Extracted data entries ::
□ □ □ □ □

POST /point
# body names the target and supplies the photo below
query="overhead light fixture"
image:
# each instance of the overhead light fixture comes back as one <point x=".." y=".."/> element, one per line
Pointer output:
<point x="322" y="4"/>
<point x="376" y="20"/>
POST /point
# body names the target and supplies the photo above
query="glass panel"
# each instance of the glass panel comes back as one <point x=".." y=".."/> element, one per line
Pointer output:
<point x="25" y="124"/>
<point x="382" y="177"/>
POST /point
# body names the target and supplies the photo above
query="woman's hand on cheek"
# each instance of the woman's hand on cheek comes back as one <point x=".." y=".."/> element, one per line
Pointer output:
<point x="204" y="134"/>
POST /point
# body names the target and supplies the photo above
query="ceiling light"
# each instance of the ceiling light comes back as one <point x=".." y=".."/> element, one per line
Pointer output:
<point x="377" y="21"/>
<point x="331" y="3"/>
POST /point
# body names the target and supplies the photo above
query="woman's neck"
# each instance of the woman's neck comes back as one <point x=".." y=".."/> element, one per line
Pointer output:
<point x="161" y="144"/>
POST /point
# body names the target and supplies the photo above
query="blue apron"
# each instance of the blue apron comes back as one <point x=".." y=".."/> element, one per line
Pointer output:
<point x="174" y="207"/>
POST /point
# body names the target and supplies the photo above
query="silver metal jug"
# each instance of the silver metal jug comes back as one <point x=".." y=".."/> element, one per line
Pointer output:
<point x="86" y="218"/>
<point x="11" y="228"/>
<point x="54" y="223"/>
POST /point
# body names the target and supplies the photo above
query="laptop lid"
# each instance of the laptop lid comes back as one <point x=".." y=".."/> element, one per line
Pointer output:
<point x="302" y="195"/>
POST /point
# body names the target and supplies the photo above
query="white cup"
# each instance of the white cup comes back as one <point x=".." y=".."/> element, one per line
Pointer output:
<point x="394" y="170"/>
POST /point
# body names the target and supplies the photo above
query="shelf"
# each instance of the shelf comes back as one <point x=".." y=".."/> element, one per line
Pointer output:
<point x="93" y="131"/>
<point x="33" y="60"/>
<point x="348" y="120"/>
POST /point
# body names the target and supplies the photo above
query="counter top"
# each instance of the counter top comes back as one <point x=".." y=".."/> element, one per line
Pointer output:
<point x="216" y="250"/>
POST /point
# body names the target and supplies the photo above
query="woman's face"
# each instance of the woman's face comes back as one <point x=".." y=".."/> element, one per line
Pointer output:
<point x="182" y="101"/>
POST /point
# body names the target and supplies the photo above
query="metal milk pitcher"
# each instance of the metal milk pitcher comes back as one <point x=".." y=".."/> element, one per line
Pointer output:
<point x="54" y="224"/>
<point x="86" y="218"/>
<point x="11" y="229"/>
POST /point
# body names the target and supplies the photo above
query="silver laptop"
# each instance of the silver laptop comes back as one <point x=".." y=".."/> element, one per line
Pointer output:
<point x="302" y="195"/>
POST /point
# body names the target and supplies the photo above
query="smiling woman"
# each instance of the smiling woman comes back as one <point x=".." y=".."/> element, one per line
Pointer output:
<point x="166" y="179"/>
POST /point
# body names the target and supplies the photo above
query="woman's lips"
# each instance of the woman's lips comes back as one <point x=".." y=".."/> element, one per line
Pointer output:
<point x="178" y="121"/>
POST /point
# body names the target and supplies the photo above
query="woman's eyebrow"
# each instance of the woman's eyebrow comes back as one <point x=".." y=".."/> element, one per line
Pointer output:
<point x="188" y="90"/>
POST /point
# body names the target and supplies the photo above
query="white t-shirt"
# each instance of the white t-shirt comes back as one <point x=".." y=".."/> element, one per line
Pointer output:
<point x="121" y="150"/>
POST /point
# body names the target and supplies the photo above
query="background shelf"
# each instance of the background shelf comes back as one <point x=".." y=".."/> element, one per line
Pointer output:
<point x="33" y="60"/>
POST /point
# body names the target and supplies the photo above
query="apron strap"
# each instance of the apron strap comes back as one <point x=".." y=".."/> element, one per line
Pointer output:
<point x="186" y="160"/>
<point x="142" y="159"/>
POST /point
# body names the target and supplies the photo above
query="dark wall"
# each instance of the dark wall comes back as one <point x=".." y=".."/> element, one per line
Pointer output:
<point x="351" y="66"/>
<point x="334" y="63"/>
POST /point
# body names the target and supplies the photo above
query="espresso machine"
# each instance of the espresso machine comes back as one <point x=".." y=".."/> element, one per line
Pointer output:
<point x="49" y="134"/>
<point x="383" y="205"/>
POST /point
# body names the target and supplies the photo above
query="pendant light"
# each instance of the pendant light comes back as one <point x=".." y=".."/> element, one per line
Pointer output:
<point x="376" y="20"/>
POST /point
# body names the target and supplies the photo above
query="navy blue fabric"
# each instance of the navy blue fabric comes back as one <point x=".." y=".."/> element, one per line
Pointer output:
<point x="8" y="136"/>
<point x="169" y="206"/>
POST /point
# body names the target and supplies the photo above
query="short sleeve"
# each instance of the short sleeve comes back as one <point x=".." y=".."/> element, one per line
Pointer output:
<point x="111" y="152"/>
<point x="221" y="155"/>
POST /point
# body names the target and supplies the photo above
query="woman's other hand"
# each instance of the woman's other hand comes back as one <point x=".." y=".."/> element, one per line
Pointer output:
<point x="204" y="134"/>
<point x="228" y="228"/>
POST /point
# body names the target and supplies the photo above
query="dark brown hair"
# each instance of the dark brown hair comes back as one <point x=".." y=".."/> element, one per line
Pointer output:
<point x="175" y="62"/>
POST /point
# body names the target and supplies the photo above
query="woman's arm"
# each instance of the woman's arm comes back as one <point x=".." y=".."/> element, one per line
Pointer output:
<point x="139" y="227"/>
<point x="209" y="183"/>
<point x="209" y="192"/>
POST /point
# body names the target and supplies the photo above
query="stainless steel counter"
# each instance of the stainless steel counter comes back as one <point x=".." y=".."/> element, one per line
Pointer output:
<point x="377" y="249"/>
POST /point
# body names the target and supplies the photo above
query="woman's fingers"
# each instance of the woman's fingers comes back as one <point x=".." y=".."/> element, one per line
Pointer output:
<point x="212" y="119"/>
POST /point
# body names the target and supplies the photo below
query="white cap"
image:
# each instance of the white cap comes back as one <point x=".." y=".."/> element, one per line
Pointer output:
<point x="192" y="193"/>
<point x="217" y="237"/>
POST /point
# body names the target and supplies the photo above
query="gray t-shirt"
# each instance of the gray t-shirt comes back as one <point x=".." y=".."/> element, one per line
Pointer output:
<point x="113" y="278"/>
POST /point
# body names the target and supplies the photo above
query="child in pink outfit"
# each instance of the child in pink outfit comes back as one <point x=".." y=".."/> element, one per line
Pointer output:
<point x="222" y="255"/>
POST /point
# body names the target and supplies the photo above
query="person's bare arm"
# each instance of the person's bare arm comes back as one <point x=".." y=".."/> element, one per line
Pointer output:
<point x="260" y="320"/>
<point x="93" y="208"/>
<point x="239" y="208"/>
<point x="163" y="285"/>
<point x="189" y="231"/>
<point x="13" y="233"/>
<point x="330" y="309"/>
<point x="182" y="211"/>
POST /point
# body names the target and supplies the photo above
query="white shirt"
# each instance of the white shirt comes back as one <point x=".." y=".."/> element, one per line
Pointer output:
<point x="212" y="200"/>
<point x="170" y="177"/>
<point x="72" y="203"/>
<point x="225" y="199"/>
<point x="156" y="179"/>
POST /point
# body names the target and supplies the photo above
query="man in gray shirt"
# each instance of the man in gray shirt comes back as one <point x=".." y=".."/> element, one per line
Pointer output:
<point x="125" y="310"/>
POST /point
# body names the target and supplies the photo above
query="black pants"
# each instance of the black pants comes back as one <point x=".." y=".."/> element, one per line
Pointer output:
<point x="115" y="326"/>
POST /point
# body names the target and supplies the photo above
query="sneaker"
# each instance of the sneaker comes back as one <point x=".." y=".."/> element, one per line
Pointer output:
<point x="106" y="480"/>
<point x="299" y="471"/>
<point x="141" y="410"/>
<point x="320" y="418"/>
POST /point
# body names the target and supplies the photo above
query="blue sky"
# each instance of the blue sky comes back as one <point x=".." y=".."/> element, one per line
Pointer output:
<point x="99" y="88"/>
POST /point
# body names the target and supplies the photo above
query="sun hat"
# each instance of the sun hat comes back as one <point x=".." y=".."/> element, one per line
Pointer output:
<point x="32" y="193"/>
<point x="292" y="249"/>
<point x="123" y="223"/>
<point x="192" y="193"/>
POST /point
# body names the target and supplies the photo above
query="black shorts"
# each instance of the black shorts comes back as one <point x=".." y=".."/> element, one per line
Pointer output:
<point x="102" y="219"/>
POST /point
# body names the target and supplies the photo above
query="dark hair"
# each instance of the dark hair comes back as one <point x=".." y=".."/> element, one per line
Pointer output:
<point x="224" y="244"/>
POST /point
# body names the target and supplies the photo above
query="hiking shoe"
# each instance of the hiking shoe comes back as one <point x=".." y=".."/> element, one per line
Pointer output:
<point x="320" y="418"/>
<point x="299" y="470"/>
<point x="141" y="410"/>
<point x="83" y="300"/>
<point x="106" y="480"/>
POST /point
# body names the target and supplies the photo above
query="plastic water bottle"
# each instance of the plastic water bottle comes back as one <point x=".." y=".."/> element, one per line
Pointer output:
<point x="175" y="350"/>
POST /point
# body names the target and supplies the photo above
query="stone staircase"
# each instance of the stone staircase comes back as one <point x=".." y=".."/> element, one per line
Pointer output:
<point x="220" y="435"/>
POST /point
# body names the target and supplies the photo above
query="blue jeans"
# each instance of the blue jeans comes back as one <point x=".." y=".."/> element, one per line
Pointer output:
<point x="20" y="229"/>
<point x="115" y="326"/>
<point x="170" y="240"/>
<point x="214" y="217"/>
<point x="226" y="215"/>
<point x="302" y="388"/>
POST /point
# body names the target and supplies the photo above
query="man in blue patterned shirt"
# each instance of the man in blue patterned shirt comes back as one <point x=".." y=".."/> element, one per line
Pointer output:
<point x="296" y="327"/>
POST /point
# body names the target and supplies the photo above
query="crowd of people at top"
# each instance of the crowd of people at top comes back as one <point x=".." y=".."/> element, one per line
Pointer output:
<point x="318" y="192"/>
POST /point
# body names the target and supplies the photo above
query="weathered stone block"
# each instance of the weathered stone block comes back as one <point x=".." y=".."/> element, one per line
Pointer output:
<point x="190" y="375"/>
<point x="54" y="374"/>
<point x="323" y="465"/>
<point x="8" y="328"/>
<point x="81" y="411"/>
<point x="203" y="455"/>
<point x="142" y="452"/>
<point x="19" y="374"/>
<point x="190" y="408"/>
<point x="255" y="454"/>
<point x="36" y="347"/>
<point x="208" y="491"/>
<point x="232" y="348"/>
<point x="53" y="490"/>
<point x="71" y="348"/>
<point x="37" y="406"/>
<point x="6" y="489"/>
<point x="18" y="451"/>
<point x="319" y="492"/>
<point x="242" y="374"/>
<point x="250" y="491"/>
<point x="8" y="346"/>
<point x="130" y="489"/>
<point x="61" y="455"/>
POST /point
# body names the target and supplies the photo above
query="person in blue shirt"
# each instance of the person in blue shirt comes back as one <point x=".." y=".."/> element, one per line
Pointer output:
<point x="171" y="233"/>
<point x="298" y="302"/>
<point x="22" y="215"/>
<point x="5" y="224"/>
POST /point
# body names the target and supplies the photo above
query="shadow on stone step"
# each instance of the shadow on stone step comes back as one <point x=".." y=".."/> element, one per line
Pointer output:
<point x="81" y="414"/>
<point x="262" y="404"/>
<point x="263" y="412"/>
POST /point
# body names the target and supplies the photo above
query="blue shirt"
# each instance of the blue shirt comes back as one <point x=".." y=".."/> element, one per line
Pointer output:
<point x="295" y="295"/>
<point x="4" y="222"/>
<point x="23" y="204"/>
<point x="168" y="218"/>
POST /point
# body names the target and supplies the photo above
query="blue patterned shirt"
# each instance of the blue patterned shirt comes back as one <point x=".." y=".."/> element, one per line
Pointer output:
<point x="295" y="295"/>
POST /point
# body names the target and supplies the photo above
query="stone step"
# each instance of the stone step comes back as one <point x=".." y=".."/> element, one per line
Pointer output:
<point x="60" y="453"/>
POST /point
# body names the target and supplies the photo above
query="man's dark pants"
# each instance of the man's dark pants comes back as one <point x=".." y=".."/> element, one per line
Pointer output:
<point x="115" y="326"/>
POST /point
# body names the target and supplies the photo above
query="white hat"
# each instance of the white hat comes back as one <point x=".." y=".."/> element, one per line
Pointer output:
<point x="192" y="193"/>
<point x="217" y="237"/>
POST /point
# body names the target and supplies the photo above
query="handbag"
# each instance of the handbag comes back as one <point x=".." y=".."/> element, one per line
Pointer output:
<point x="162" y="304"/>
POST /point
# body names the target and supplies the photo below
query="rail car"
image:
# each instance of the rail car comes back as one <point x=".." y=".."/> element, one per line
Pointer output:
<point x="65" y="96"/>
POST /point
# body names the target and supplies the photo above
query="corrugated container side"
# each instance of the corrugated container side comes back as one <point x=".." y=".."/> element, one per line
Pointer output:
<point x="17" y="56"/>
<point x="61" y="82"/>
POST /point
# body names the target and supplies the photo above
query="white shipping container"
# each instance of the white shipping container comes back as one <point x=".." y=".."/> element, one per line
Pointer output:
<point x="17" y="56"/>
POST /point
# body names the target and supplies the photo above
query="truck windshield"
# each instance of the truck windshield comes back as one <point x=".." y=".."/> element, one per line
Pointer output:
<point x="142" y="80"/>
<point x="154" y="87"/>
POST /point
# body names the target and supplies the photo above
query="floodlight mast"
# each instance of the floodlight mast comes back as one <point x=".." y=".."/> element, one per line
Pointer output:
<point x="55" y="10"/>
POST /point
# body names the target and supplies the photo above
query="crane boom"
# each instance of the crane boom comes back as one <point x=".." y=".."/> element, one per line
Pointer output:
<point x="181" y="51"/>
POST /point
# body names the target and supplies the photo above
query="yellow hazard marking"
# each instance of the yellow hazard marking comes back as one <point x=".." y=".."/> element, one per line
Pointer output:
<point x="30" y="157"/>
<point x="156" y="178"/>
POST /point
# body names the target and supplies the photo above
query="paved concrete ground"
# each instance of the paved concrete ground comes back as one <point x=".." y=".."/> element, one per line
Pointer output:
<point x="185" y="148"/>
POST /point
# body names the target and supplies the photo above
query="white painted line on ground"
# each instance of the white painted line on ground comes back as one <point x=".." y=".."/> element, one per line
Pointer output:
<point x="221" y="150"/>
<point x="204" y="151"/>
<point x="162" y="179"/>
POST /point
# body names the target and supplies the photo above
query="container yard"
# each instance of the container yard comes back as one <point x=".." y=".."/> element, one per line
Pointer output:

□ □ □ □ □

TASK ::
Show every line in the entries above that contains the string "navy". Case counts.

SOLUTION TO THE EXERCISE ::
query="navy blue fabric"
# each instance of the navy blue fabric comes back as one <point x=".." y=".."/> element, one per line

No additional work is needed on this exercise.